# RECORDS SUPPLIED
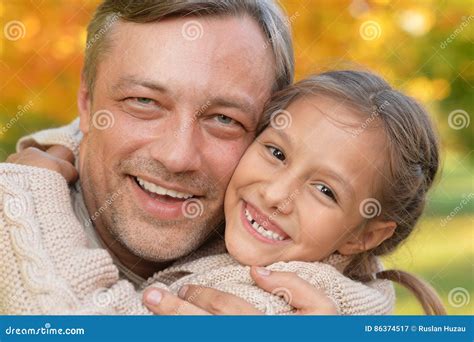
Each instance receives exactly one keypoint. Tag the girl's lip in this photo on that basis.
(264, 220)
(255, 234)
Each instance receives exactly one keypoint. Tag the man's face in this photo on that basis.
(181, 112)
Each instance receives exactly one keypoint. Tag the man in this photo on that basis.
(170, 97)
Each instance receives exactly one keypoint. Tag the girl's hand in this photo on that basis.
(56, 158)
(197, 300)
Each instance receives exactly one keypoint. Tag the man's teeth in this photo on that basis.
(156, 189)
(262, 231)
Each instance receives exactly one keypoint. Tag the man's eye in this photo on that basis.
(224, 119)
(326, 191)
(144, 100)
(278, 154)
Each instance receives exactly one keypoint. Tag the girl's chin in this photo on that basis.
(244, 252)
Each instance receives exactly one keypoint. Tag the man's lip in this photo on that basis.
(265, 220)
(167, 185)
(159, 206)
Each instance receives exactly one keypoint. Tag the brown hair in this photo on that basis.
(267, 14)
(413, 161)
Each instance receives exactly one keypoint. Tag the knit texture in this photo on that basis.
(50, 265)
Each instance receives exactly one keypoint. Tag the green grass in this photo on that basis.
(441, 250)
(443, 256)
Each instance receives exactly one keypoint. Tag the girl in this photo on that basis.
(337, 177)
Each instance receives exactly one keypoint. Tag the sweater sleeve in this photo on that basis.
(45, 265)
(351, 297)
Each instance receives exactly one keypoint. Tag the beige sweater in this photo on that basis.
(51, 261)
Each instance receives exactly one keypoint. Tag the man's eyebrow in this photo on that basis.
(238, 103)
(284, 136)
(126, 81)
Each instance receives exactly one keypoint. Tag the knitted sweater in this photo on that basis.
(51, 263)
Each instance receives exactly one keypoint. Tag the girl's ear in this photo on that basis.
(84, 105)
(374, 233)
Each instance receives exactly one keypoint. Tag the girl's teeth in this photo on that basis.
(262, 231)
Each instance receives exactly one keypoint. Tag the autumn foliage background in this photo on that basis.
(422, 47)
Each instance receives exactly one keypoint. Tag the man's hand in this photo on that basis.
(197, 300)
(56, 158)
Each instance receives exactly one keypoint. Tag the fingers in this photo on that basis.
(61, 152)
(297, 292)
(162, 302)
(217, 302)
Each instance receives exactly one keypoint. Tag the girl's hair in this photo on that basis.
(413, 160)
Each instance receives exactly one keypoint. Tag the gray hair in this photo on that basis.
(266, 13)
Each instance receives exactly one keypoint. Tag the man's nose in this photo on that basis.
(279, 193)
(177, 147)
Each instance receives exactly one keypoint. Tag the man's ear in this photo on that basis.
(84, 105)
(374, 233)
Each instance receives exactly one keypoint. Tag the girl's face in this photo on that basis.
(296, 192)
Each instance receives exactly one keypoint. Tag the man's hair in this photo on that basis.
(266, 13)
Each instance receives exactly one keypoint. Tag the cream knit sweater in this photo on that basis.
(51, 261)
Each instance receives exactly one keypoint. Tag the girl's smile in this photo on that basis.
(296, 192)
(261, 226)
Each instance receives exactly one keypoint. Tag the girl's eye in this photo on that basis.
(223, 119)
(278, 154)
(326, 191)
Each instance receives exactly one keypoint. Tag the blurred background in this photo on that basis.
(422, 47)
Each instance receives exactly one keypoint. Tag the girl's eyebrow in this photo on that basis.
(284, 136)
(345, 184)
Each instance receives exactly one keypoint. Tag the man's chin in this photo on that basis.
(161, 246)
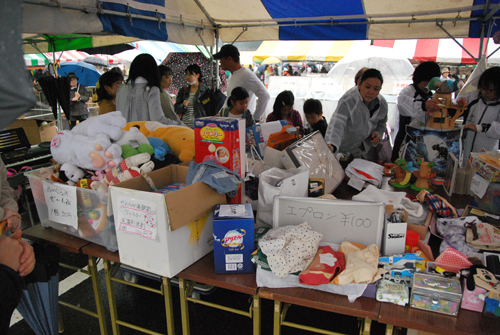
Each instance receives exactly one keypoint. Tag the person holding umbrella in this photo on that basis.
(78, 97)
(16, 256)
(139, 98)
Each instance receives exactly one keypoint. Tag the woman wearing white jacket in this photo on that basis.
(359, 121)
(482, 122)
(139, 98)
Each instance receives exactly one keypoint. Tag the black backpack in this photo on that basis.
(212, 101)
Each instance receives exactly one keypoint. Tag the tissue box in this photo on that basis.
(436, 294)
(233, 228)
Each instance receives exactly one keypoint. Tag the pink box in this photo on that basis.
(471, 299)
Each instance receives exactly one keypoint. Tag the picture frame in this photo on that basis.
(450, 173)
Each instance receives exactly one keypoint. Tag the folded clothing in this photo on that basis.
(397, 199)
(361, 264)
(365, 170)
(290, 248)
(325, 266)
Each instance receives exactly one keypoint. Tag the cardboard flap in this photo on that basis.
(183, 206)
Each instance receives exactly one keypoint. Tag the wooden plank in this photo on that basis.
(466, 323)
(363, 307)
(99, 251)
(58, 238)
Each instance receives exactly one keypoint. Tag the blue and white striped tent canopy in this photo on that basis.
(190, 21)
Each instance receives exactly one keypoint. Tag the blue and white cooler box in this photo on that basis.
(233, 238)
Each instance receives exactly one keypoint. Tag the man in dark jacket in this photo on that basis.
(78, 97)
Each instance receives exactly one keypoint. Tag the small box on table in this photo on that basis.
(37, 131)
(80, 212)
(233, 238)
(163, 233)
(222, 139)
(436, 293)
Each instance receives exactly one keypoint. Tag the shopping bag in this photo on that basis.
(273, 182)
(255, 166)
(384, 149)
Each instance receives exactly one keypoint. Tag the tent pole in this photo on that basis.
(491, 54)
(59, 121)
(217, 50)
(440, 25)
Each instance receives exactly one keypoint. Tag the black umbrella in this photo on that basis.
(39, 304)
(56, 90)
(179, 61)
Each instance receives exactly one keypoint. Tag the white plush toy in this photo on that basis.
(89, 145)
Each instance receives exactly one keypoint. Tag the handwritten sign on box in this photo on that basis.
(338, 220)
(138, 217)
(61, 203)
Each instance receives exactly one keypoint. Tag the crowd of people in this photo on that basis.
(355, 128)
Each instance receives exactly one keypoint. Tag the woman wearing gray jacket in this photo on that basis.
(139, 98)
(359, 121)
(482, 122)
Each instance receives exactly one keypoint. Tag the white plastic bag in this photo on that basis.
(272, 182)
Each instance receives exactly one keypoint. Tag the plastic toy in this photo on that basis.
(441, 119)
(424, 174)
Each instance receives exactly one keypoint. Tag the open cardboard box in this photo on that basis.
(35, 131)
(183, 222)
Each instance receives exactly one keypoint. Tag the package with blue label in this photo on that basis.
(233, 227)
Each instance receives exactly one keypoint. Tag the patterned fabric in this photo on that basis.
(290, 248)
(294, 119)
(439, 206)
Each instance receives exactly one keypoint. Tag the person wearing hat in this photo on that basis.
(445, 74)
(78, 96)
(229, 58)
(414, 101)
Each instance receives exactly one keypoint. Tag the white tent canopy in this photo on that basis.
(189, 21)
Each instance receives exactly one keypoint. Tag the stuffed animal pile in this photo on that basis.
(105, 150)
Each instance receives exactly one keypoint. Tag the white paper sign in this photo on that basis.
(479, 185)
(137, 217)
(61, 203)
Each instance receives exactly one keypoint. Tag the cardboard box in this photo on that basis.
(85, 214)
(174, 230)
(422, 230)
(222, 139)
(233, 238)
(35, 131)
(258, 135)
(311, 151)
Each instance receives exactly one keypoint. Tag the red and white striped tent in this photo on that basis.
(444, 50)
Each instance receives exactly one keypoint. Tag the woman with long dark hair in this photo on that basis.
(360, 119)
(283, 110)
(106, 90)
(139, 98)
(166, 102)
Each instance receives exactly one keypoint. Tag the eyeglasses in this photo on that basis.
(487, 91)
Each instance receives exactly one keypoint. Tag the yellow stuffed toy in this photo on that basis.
(179, 139)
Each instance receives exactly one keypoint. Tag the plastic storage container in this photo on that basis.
(491, 199)
(436, 294)
(89, 219)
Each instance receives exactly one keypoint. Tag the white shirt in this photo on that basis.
(248, 80)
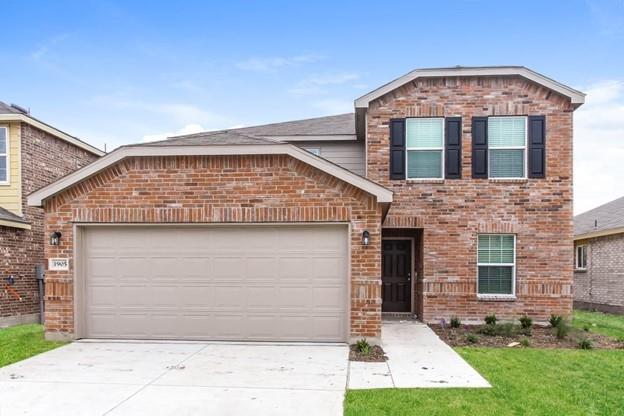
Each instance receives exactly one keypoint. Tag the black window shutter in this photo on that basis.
(397, 148)
(479, 147)
(537, 147)
(452, 147)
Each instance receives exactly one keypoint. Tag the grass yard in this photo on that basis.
(23, 341)
(601, 323)
(525, 381)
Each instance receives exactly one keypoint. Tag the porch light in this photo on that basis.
(365, 237)
(55, 237)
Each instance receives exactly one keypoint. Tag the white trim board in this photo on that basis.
(575, 96)
(382, 194)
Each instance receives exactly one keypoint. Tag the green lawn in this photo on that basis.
(23, 341)
(525, 382)
(601, 323)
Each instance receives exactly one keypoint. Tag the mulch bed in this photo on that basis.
(376, 354)
(541, 337)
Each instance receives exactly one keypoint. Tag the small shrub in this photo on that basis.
(585, 344)
(490, 319)
(363, 346)
(489, 330)
(455, 322)
(506, 330)
(555, 320)
(562, 329)
(526, 322)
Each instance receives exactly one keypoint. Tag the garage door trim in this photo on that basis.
(80, 307)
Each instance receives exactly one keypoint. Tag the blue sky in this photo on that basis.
(122, 72)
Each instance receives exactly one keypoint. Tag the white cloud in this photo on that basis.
(334, 106)
(599, 146)
(187, 129)
(275, 63)
(317, 85)
(47, 45)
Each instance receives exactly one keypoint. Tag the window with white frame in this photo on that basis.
(425, 148)
(507, 143)
(4, 155)
(496, 264)
(581, 257)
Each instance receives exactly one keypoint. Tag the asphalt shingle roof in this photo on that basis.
(602, 218)
(7, 109)
(342, 124)
(212, 138)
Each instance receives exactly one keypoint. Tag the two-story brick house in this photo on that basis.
(448, 192)
(32, 155)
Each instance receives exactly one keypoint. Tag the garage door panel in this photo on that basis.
(286, 283)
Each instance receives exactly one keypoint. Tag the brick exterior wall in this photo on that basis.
(216, 189)
(45, 158)
(453, 212)
(601, 285)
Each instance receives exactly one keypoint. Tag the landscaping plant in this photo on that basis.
(490, 319)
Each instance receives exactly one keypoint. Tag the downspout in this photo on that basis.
(40, 275)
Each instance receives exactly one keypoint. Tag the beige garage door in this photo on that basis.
(274, 283)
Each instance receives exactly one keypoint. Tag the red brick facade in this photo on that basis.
(45, 159)
(453, 212)
(217, 189)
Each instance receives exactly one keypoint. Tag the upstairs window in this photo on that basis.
(581, 258)
(4, 155)
(425, 148)
(496, 264)
(507, 139)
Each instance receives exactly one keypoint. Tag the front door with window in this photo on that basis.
(396, 279)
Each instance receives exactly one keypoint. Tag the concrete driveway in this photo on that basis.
(133, 378)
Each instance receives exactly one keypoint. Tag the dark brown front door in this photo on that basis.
(396, 278)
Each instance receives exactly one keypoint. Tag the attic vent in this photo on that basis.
(20, 108)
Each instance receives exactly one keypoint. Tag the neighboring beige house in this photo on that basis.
(32, 155)
(599, 258)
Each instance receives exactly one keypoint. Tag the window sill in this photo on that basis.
(497, 298)
(509, 180)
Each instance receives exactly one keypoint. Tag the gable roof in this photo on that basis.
(337, 127)
(603, 220)
(217, 144)
(12, 113)
(575, 96)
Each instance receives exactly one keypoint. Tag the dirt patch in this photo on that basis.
(376, 354)
(537, 337)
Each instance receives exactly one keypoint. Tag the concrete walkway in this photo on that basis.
(134, 378)
(416, 358)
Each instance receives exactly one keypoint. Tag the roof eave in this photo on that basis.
(52, 130)
(382, 194)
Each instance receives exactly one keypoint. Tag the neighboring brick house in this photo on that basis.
(447, 193)
(32, 155)
(599, 258)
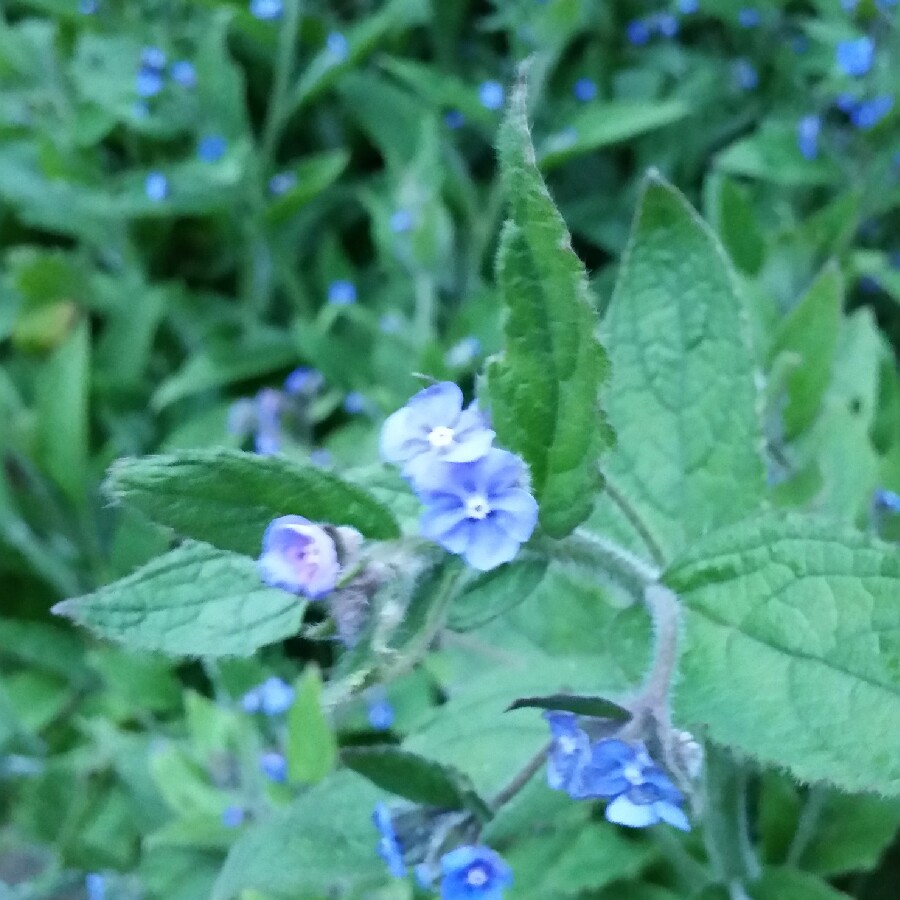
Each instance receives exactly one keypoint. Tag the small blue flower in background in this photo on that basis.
(156, 186)
(454, 119)
(401, 221)
(491, 94)
(266, 9)
(337, 46)
(869, 113)
(184, 73)
(433, 427)
(638, 32)
(745, 74)
(570, 754)
(342, 293)
(479, 510)
(303, 380)
(274, 766)
(585, 89)
(272, 698)
(474, 873)
(95, 886)
(299, 556)
(748, 17)
(380, 712)
(888, 500)
(855, 57)
(666, 24)
(641, 794)
(281, 183)
(211, 148)
(808, 136)
(233, 816)
(355, 403)
(388, 845)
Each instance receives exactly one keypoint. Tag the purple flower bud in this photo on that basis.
(434, 427)
(274, 766)
(299, 556)
(480, 510)
(473, 872)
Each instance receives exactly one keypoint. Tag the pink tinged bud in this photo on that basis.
(299, 556)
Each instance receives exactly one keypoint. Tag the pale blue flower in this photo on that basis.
(480, 510)
(434, 427)
(299, 556)
(491, 94)
(388, 845)
(156, 186)
(274, 766)
(855, 57)
(474, 873)
(640, 793)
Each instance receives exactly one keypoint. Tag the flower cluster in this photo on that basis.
(476, 496)
(639, 791)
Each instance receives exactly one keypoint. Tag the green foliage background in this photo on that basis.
(752, 363)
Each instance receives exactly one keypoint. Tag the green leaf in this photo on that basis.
(810, 334)
(683, 398)
(311, 747)
(791, 650)
(227, 498)
(416, 778)
(580, 704)
(193, 601)
(603, 124)
(543, 390)
(323, 843)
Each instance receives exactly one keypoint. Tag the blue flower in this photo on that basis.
(355, 403)
(745, 74)
(299, 556)
(342, 293)
(156, 186)
(95, 886)
(434, 427)
(855, 57)
(474, 873)
(274, 766)
(641, 794)
(272, 698)
(585, 89)
(491, 94)
(401, 221)
(337, 46)
(184, 73)
(454, 119)
(808, 136)
(570, 754)
(281, 183)
(211, 148)
(381, 713)
(303, 380)
(388, 845)
(480, 510)
(233, 816)
(266, 9)
(638, 32)
(869, 113)
(885, 499)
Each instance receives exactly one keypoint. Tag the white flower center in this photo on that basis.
(441, 436)
(477, 507)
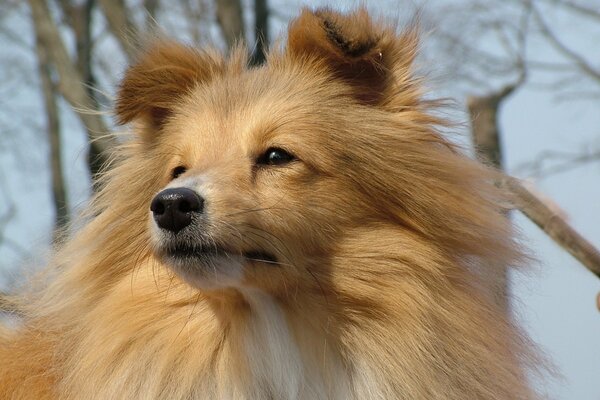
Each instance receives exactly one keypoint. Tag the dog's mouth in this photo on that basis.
(203, 253)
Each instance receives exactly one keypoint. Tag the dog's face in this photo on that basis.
(262, 173)
(253, 182)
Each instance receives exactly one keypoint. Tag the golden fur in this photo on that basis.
(380, 228)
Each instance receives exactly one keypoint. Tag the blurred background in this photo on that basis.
(524, 76)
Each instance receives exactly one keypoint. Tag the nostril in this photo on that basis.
(185, 206)
(173, 209)
(157, 206)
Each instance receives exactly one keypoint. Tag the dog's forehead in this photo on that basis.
(253, 102)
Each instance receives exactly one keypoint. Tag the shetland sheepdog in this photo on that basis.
(298, 230)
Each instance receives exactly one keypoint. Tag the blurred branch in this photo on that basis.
(562, 162)
(583, 64)
(53, 130)
(586, 11)
(122, 25)
(554, 226)
(261, 31)
(483, 111)
(231, 21)
(71, 85)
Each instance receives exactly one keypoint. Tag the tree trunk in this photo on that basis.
(59, 194)
(231, 21)
(72, 87)
(486, 140)
(261, 31)
(121, 24)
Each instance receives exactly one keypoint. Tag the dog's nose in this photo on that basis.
(173, 208)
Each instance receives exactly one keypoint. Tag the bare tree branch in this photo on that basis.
(59, 194)
(231, 21)
(583, 10)
(71, 85)
(570, 54)
(261, 31)
(122, 25)
(555, 226)
(559, 162)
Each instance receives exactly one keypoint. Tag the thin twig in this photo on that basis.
(554, 226)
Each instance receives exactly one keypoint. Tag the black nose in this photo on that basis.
(173, 208)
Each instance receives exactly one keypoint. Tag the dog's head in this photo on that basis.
(262, 172)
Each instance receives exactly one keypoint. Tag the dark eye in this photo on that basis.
(177, 171)
(275, 156)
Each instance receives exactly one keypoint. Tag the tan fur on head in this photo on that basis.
(347, 271)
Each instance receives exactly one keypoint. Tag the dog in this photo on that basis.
(298, 230)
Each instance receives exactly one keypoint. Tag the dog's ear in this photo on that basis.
(368, 56)
(162, 75)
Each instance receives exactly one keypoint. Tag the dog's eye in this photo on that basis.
(275, 156)
(177, 171)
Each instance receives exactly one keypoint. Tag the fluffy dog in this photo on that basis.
(299, 230)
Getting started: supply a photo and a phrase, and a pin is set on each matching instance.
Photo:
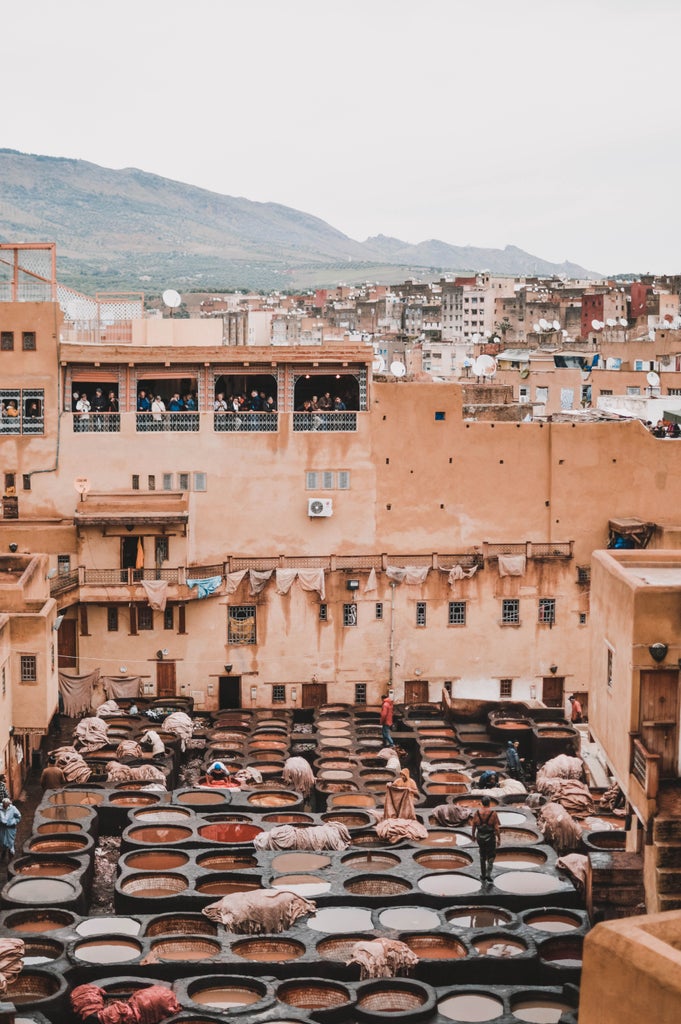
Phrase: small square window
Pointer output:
(457, 613)
(349, 614)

# INSTRUCTIONS FOR THE TASK
Do not include pictures. Copy only the lines running from the line with "Each instance receives exactly one keypoint. Tag the dog in" through the last line of the records, exactly as they appear.

# RESPONSE BELOW
Each instance receives exactly one keypoint. Tag the dog in this photo on that basis.
(298, 230)
Each instance receives exactly one keypoint. Tag the dog's ear in this photo on that basis.
(368, 56)
(162, 75)
Each instance receives exactly one keypoint. Tag the dog's eye in this photo on that basis.
(275, 156)
(177, 171)
Each instance receives exactly one keypoint. Tag the fluffy dog in this photo on that basis.
(299, 230)
Getting started: supply a photo and a phrase, and a pin is set on each matching instance.
Photo:
Phrase: small square window
Pointer output:
(457, 613)
(349, 614)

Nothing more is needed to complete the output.